ITEMS:
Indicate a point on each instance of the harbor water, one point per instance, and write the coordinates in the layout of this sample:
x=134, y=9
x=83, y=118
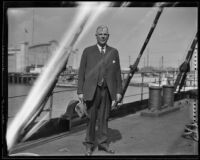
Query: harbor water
x=17, y=94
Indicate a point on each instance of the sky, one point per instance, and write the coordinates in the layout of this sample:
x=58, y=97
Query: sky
x=128, y=28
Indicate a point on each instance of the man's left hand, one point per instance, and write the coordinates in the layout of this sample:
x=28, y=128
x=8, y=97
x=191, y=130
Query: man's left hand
x=119, y=96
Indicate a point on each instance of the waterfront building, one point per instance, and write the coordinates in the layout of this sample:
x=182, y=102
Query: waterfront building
x=39, y=54
x=17, y=58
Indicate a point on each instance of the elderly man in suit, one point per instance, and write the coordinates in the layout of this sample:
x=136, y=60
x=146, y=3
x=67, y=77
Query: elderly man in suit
x=99, y=84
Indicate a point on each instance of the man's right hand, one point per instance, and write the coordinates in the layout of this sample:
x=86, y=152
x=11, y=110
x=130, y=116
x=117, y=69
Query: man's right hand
x=80, y=97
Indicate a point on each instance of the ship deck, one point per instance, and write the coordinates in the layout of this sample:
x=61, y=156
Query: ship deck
x=131, y=135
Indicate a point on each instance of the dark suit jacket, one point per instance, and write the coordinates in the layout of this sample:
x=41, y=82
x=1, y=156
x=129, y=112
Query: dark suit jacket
x=89, y=71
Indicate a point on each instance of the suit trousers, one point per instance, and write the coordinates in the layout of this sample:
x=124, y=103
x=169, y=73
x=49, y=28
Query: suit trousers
x=98, y=110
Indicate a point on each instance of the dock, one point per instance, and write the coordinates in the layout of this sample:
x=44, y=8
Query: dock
x=130, y=134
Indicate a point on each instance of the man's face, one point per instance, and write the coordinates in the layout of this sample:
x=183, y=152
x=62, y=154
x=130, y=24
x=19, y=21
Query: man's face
x=102, y=36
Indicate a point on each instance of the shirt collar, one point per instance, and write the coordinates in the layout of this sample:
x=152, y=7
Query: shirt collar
x=99, y=47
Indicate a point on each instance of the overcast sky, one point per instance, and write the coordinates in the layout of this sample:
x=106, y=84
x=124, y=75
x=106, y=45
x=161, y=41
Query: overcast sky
x=128, y=29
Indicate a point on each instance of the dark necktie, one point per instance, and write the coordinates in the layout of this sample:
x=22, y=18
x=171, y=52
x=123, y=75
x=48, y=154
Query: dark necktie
x=101, y=79
x=102, y=51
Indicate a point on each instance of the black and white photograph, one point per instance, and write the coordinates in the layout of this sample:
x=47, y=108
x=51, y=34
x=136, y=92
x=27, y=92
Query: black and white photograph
x=100, y=78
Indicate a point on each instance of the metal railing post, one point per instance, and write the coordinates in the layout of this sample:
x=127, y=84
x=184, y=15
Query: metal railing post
x=51, y=105
x=159, y=78
x=142, y=86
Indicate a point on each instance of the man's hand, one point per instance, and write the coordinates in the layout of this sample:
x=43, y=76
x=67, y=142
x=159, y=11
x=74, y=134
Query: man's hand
x=80, y=97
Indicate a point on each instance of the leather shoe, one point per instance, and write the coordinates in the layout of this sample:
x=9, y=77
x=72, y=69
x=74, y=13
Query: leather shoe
x=106, y=149
x=88, y=151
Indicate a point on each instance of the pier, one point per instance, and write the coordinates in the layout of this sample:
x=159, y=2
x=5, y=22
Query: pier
x=130, y=133
x=21, y=78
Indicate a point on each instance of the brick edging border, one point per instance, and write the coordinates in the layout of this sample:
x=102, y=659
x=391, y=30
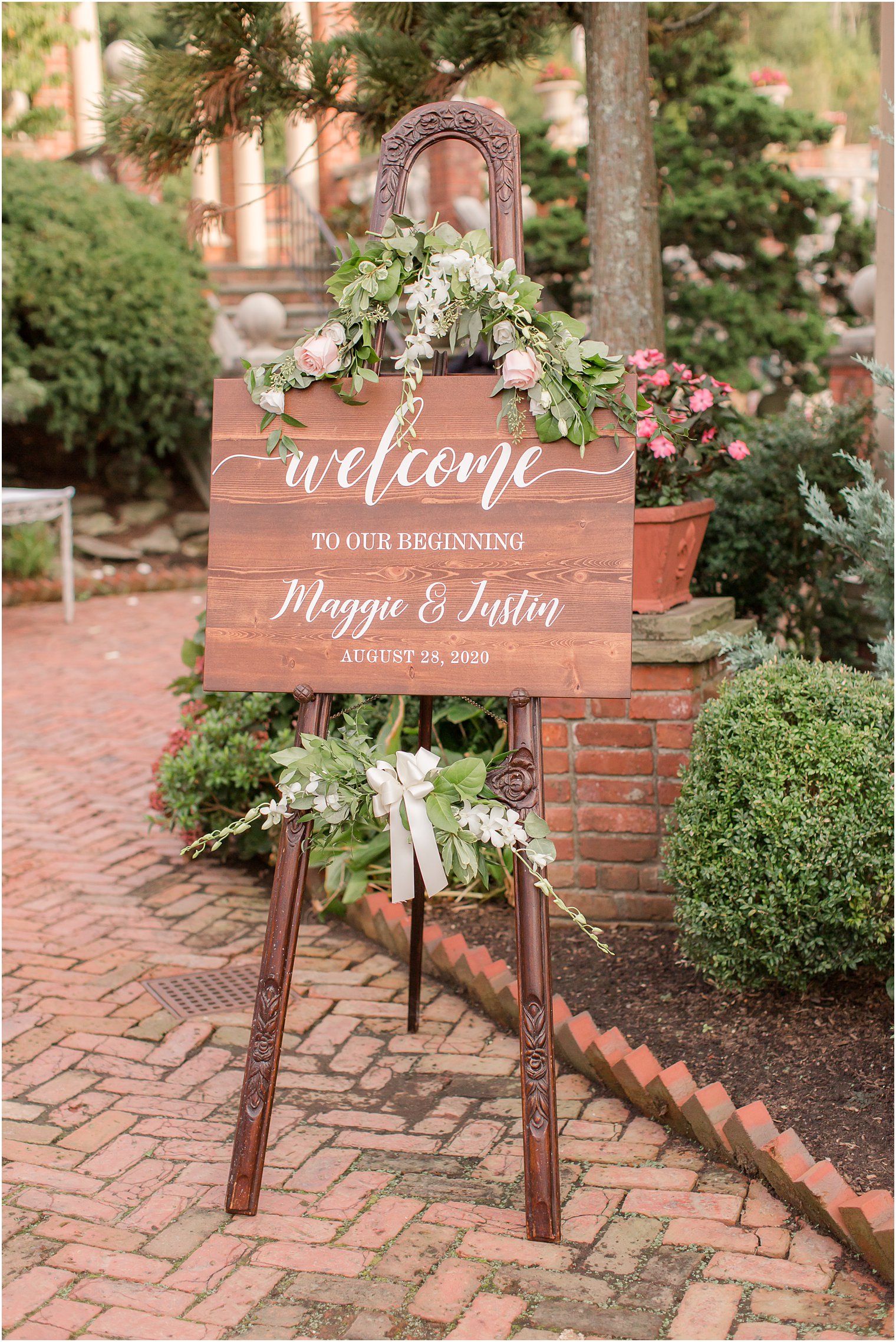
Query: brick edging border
x=32, y=591
x=745, y=1137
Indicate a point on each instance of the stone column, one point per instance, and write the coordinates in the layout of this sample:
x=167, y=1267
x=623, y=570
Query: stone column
x=206, y=186
x=611, y=766
x=251, y=200
x=301, y=133
x=86, y=75
x=884, y=250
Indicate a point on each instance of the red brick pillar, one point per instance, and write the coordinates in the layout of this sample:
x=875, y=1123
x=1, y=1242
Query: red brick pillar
x=611, y=766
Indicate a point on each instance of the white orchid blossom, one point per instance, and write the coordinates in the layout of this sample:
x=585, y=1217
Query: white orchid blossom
x=270, y=399
x=450, y=288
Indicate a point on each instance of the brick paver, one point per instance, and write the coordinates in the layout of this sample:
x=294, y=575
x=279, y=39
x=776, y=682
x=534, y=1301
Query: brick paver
x=392, y=1200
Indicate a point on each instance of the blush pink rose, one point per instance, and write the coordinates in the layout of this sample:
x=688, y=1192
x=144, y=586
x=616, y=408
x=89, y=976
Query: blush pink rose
x=318, y=356
x=702, y=400
x=661, y=446
x=521, y=370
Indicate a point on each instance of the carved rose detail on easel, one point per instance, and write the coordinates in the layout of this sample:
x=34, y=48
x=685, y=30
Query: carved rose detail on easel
x=514, y=782
x=462, y=121
x=262, y=1047
x=536, y=1066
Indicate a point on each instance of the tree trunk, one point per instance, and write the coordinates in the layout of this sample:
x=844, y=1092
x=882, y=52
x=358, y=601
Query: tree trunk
x=622, y=225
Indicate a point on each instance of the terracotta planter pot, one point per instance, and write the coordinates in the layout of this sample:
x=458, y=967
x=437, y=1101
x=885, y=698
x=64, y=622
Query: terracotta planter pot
x=667, y=543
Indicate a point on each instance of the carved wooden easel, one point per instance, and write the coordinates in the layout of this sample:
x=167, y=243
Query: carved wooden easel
x=518, y=782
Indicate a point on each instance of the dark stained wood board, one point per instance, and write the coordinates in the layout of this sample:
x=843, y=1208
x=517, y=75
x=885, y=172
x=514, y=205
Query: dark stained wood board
x=566, y=522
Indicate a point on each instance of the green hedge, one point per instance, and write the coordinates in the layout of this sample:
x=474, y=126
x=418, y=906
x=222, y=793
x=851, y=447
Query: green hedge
x=782, y=839
x=757, y=548
x=104, y=308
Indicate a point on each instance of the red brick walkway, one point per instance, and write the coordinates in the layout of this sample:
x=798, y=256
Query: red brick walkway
x=392, y=1202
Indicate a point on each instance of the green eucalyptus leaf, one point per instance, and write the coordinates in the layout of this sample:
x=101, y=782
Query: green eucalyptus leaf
x=440, y=814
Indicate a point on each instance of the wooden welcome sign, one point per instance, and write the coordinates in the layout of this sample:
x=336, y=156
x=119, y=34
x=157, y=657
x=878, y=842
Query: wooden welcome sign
x=454, y=563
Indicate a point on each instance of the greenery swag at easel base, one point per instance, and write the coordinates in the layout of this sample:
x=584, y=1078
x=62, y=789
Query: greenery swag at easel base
x=327, y=780
x=454, y=292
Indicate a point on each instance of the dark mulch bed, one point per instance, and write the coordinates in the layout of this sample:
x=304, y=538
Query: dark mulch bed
x=822, y=1062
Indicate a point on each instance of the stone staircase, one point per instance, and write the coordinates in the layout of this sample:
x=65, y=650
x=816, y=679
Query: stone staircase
x=305, y=305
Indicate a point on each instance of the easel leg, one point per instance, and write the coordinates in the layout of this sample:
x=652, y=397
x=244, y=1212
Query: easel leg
x=419, y=906
x=541, y=1163
x=254, y=1120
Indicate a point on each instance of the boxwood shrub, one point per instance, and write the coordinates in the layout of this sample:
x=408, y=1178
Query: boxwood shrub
x=104, y=312
x=782, y=837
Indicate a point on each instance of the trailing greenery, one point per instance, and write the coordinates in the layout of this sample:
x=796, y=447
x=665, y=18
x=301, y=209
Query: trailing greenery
x=218, y=763
x=782, y=842
x=225, y=741
x=28, y=550
x=757, y=548
x=104, y=309
x=454, y=290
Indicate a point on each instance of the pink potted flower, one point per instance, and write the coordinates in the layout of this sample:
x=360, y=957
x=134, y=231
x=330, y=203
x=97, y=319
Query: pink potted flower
x=687, y=431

INSTRUCTIONS FOR THE TASK:
Print the entries word for word, starting at their very first line and ending at the line that contains "x=128, y=28", with both ends included. Leave the pictures out.

WRITTEN REPLY:
Indicate a point on each instance of the harbor water, one point per instance, and write the coordinates in the layout of this sample:
x=134, y=9
x=83, y=118
Query: harbor water
x=17, y=94
Indicate a point on each instance of the sky, one point per instance, and write the coordinates in the layout of this sample:
x=58, y=97
Query: sky
x=128, y=28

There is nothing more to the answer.